抜粋箇所 >>
┄┄┄┄┄┄┄┄┄┄

生命を脅かすウイルスから身を守るワクチンを、世界の人口の半分の人々に向けて製造・供給するには、どうすればいいのか。これは、6年以上前にタケダのグローバル製造・供給グループが直面した課題です。

デング熱ワクチン候補が第3相臨床試験段階にあった頃、タケダはこの新しいワクチンの製剤化、充填、仕上げ、包装を可能にする最先端の製造施設の建設に着工しました。

ドイツ南部のジンゲンに位置し、40年以上の歴史を持つ消化器系と免疫系の治療薬の生産に特化した工場をベースに、最先端のワクチン製造施設をつくり上げるという一大プロジェクトは、ジンゲン工場の5人のメンバーでスタートしました。

 

現在、同工場のワクチンチームは230人規模になり、最先端のデジタル工場を作り上げ、国際製薬技術協会(ISPE)による2022年の年間優秀施設賞(Facility Of the Year Awards:FOYA)の「Pharma 4.0™」カテゴリーで受賞しました。そして、つい先日に、2022年のベストプロジェクトに選出され、包括的な賞である2022年のOverall Winnerにも選ばれました。

┄┄┄┄┄┄┄┄┄┄

やること >>
(1) 抜粋によると、ジンゲンの工場はどれくらいの歴史を持っていますか。
(2) 抜粋の「生命を脅かすウイルスから身を」と「メンバーでスタートしました。」の間を両端も含めて書き出し、その際「最先端」を「最新鋭」に置き換えてください。
記録はここでは使いません。

┄┄┄┄┄┄┄┄┄┄

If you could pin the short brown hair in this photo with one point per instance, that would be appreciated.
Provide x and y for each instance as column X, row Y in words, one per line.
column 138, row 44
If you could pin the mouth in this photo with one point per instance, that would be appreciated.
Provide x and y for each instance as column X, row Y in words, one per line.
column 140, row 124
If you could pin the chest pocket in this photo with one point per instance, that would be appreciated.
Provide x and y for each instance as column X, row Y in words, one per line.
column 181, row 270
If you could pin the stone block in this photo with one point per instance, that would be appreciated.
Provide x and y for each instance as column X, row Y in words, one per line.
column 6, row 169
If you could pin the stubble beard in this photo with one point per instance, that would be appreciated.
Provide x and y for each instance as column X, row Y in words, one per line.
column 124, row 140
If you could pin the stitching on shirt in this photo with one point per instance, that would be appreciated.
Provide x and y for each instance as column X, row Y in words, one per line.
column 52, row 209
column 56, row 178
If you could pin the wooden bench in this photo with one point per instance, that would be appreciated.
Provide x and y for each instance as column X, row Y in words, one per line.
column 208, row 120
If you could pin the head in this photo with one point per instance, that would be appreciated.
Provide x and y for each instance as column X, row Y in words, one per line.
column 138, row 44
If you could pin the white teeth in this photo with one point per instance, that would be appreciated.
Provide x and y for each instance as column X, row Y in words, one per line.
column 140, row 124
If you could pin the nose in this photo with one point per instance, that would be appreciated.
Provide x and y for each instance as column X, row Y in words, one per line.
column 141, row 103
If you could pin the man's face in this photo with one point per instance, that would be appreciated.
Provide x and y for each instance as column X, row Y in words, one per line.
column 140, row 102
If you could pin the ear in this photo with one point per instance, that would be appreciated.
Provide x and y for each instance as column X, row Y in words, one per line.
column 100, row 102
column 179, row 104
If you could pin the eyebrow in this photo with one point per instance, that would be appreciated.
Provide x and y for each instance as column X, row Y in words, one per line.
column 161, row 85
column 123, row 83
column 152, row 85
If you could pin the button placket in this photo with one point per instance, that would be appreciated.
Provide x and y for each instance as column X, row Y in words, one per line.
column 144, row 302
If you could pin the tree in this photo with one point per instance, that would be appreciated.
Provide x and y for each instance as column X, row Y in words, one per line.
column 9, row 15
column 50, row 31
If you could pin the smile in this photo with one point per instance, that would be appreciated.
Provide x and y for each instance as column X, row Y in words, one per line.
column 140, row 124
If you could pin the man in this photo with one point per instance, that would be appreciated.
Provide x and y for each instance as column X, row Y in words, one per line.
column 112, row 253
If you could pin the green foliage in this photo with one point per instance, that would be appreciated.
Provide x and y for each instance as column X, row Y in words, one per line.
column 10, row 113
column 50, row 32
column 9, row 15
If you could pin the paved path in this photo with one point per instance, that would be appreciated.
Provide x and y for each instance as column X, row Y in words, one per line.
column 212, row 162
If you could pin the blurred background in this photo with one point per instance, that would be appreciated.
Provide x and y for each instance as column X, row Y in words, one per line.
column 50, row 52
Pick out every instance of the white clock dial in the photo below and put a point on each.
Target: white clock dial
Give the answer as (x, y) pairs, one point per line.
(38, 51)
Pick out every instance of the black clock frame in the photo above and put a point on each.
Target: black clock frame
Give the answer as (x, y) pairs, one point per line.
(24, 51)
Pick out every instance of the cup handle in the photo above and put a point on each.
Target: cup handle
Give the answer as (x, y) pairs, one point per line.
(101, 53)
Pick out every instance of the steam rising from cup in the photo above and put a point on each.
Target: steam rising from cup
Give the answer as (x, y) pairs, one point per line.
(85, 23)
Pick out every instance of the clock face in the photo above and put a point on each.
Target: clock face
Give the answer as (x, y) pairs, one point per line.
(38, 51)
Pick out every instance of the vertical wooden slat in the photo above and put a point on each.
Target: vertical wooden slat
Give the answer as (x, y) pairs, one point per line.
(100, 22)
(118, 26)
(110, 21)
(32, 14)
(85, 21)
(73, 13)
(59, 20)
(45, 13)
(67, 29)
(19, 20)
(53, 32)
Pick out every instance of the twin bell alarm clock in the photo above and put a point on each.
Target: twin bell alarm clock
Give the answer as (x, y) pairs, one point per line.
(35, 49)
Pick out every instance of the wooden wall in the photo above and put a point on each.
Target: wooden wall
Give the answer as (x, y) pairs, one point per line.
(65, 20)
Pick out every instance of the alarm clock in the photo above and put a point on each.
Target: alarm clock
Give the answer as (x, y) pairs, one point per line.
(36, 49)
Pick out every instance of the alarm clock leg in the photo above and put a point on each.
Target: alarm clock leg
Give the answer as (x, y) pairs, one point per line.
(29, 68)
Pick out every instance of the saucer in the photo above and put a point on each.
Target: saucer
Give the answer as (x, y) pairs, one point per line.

┄┄┄┄┄┄┄┄┄┄

解答一覧 >>
(1) 40年以上の歴史を持っています。

(2)
生命を脅かすウイルスから身を守るワクチンを、世界の人口の半分の人々に向けて製造・供給するには、どうすればいいのか。これは、6年以上前にタケダのグローバル製造・供給グループが直面した課題です。

デング熱ワクチン候補が第3相臨床試験段階にあった頃、タケダはこの新しいワクチンの製剤化、充填、仕上げ、包装を可能にする最新鋭の製造施設の建設に着工しました。

ドイツ南部のジンゲンに位置し、40年以上の歴史を持つ消化器系と免疫系の治療薬の生産に特化した工場をベースに、最新鋭のワクチン製造施設をつくり上げるという一大プロジェクトは、ジンゲン工場の5人のメンバーでスタートしました。